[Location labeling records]
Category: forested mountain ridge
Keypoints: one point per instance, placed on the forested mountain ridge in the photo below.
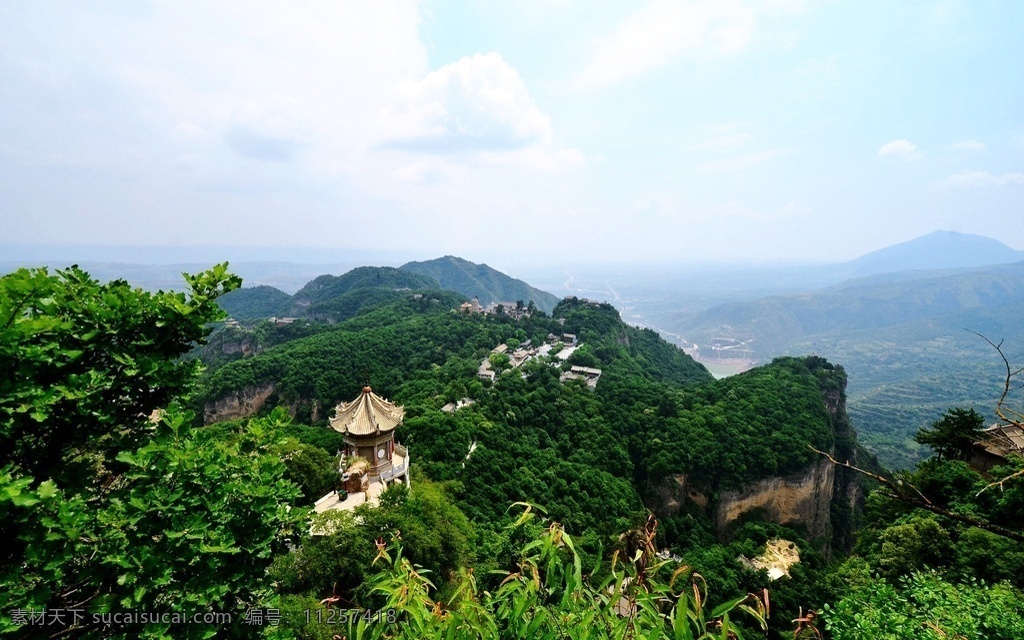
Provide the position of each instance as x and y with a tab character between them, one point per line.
481	282
905	341
655	415
114	501
334	298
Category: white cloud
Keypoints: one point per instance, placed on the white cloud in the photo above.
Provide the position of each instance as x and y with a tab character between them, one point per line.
984	179
899	148
666	30
968	145
475	103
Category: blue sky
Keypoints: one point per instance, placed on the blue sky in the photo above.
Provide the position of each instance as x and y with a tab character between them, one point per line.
777	130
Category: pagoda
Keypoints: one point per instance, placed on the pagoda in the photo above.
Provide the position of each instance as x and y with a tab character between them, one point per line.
368	424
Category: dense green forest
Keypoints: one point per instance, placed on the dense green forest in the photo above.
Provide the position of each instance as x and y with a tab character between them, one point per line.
481	282
529	510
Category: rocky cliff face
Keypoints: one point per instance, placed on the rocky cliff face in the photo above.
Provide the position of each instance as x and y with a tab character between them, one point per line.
241	404
819	498
803	499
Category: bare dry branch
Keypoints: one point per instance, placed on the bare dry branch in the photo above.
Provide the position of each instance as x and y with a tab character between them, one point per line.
897	492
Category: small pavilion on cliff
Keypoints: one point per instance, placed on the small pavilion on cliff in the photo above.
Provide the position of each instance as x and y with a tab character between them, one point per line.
372	459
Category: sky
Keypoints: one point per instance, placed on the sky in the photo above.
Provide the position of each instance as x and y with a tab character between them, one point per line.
531	131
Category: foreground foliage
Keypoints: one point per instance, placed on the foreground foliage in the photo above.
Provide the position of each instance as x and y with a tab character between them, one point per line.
549	596
108	502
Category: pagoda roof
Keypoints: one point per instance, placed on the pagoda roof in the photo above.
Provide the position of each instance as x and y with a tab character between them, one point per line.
367	415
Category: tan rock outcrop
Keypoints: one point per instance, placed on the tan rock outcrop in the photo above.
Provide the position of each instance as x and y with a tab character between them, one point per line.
802	499
235	406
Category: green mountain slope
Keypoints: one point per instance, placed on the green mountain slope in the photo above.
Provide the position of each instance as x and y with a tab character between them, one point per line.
589	456
901	340
480	281
326	288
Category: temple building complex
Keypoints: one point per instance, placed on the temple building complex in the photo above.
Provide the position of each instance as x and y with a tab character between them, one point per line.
372	460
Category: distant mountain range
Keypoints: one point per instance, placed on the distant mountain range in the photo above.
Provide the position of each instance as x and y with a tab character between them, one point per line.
901	330
480	281
334	298
940	250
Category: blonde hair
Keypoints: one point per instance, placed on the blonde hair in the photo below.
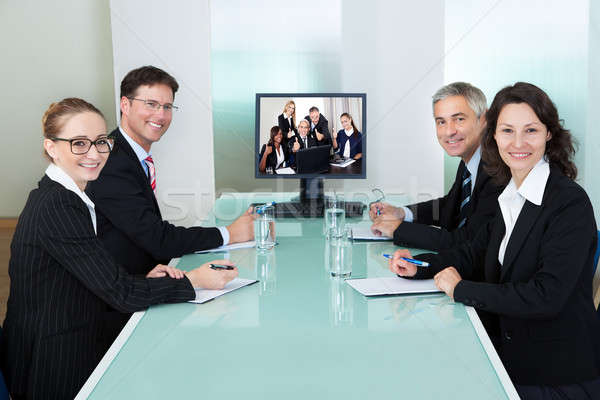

■ **The request**: Please update everything from the line containing "Category: green mountain slope" down to the end of the entries, replacing "photo" with "image" and changing nothing else. Leave the pictures out of your answer.

■ **Task result**:
Category: green mountain slope
Keypoints: one point per instance, placed on the green mountain slope in the image above.
Provide the position of each instance as x and y with a tab character between them, one point per line.
589	456
901	340
480	281
326	288
Category: temple building complex
Keypoints: one point per instance, placed on the temple building complex in the image above.
Provide the position of each instance as x and y with a tab character between them, one point per line.
372	460
Category: distant mountain range
Keypoints: one point per instance, placed on the distant mountain range in the image above.
Provide the position of each instance as x and y with a tab character between them, one point per line.
901	330
480	281
334	298
940	250
Category: blonde hair
Keypoints: one point per instance, placed on the blonde hair in the image below.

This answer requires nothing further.